**What the task requires**: Would you quote every entry exactly, dropping only the pictures?

**Given data**:
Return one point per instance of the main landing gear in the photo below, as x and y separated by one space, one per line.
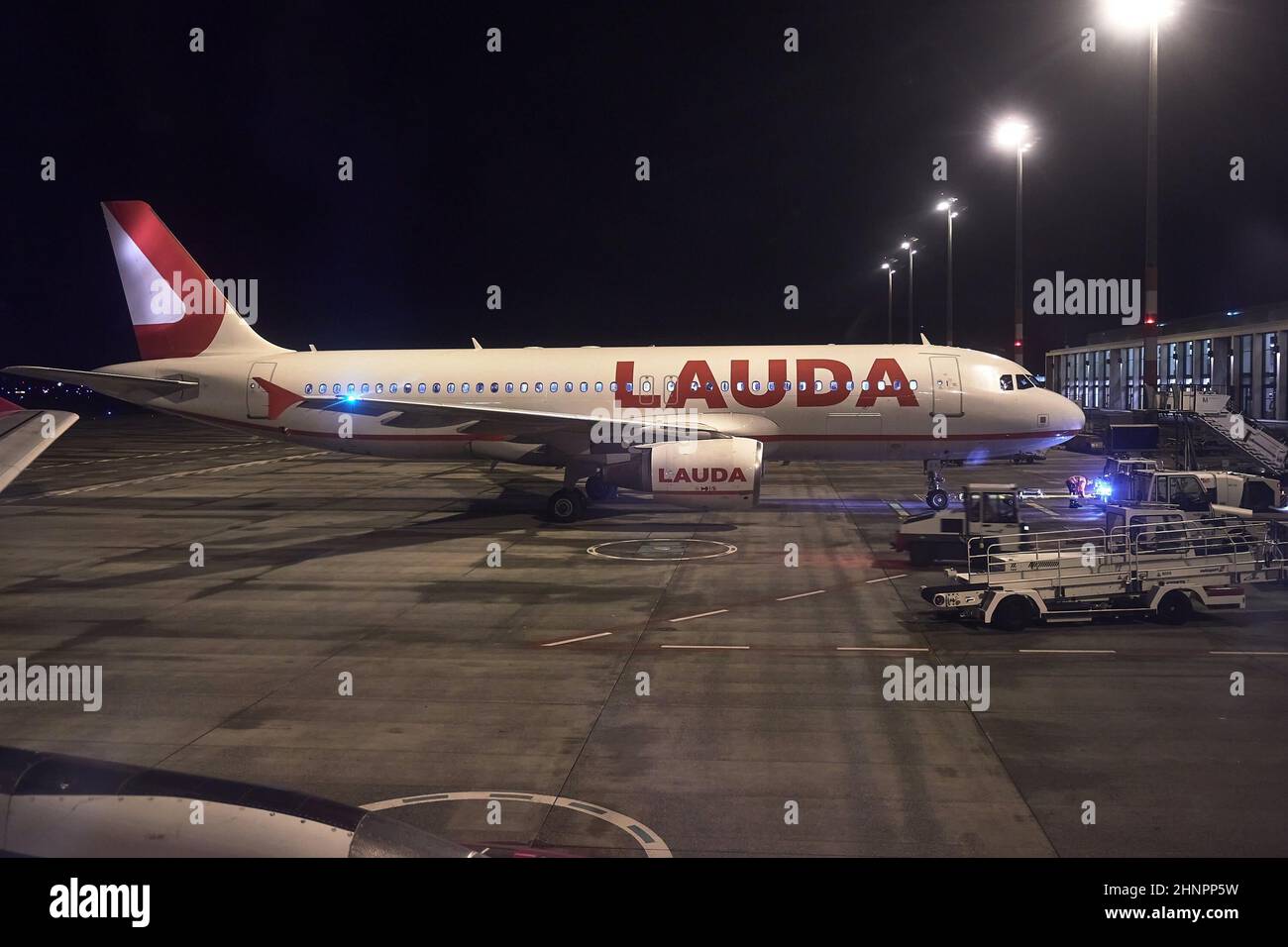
568 504
936 497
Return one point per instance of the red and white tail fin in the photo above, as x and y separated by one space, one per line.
176 309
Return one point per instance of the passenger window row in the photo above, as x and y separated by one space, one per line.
353 388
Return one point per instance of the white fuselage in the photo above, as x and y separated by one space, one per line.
861 402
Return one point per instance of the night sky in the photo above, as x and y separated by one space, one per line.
518 167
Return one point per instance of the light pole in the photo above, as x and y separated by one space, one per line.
1014 136
945 208
1136 14
889 268
910 245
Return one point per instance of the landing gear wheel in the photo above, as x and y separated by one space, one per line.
936 497
1175 608
1013 613
566 505
599 489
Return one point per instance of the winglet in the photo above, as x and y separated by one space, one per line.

**Finished answer**:
Return one point per instance of the main landing gear in the photo below, as x and y separated by one space, one per line.
568 504
936 497
Return one point per instance of the red and white tail fin in the photo above, as x and y separated by one space, one per line.
176 309
Return one point per instance of the passenger window row in the photo above, as x and y separated by one space, one per line.
353 388
Return one point per instance of the white fuselage in the photo above, as x and y separated by one space, one per line.
861 402
Return one point per instance of the night sky in the photo above, as x and y separated by one space, one per line.
518 167
Return one point per instance of the light pole in the photo above, as x and y separated by one space, one per line.
1014 136
945 208
1136 14
889 268
910 245
Return one point per instance of the landing gear wheel in the photo above, as x and y separated by one space, one per line.
936 497
1175 608
1013 613
566 505
599 489
Return one point per instance of the winglet in the photo above, as x and y separated by one space, one per line.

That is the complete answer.